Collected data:
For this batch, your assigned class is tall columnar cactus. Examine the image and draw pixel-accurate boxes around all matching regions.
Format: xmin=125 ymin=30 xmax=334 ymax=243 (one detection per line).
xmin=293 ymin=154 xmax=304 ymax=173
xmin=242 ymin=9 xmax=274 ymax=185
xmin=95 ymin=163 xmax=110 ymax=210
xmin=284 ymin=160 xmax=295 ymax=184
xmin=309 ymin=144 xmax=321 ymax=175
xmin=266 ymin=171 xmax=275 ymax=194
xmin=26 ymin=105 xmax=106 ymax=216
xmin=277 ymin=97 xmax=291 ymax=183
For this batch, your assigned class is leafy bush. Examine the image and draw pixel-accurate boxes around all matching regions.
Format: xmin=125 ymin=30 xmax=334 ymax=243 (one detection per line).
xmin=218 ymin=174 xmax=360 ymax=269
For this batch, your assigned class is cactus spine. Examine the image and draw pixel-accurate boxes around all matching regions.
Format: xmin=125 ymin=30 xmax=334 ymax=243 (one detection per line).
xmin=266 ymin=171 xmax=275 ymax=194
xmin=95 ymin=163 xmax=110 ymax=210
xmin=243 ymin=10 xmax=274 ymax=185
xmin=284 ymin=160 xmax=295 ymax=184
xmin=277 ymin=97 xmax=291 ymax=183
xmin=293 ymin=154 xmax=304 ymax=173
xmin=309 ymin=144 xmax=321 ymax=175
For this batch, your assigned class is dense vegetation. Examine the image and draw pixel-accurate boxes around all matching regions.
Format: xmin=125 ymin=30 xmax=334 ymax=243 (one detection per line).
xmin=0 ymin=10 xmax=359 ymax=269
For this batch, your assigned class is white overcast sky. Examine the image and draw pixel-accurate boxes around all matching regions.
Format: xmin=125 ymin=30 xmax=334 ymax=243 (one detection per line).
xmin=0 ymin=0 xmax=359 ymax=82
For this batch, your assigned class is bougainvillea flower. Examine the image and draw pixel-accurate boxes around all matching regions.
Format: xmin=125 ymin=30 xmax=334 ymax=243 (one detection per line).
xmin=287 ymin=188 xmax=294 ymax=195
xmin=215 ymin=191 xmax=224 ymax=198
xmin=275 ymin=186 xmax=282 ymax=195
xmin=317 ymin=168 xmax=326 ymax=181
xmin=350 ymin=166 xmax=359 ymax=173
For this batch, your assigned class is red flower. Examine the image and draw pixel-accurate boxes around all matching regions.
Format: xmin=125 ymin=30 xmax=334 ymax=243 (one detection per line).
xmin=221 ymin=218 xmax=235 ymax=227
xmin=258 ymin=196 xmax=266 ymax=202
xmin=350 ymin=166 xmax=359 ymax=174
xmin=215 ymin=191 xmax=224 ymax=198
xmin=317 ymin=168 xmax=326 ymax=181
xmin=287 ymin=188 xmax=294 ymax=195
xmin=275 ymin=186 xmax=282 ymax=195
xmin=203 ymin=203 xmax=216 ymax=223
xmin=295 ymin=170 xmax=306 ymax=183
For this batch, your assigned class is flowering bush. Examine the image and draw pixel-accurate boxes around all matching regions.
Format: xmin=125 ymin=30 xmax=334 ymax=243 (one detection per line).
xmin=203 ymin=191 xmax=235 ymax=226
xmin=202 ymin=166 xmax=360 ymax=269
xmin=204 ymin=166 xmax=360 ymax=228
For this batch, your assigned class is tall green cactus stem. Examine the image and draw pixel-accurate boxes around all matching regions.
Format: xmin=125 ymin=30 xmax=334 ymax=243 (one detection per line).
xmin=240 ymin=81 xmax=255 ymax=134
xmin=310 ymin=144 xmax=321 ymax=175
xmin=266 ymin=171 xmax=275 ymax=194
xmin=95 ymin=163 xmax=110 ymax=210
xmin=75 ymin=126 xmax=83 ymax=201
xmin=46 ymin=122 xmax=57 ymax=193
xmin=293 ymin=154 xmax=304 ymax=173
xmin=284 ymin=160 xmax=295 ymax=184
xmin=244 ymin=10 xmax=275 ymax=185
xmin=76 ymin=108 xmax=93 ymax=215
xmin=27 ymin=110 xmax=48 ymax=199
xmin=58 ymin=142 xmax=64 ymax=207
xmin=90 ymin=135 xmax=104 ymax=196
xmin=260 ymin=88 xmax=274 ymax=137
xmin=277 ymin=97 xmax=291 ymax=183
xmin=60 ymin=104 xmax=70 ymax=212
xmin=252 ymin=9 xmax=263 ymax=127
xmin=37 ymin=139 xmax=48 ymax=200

**Your instructions**
Output exactly the lines of the records from the first through the one bearing "For this batch, your assigned class is cactus", both ends included.

**Response for this exercise**
For this batch, your assigned class is tall columnar cactus. Examine the image and draw pixel-accurate boxes around all matching regions.
Format: xmin=125 ymin=30 xmax=334 ymax=243 (one detection per line).
xmin=293 ymin=154 xmax=304 ymax=173
xmin=242 ymin=9 xmax=274 ymax=185
xmin=95 ymin=163 xmax=110 ymax=210
xmin=284 ymin=160 xmax=295 ymax=184
xmin=309 ymin=144 xmax=321 ymax=175
xmin=266 ymin=171 xmax=275 ymax=194
xmin=26 ymin=105 xmax=106 ymax=216
xmin=277 ymin=97 xmax=291 ymax=183
For this batch, your assigned class is leafy bush. Examine the image and draw pixel-accurate boxes around all matching regions.
Format: xmin=125 ymin=30 xmax=334 ymax=243 (one detection per line).
xmin=218 ymin=174 xmax=360 ymax=269
For this batch, your assigned class is cactus spine. Examine the image and draw pixel-accurate boxes around all matching regions.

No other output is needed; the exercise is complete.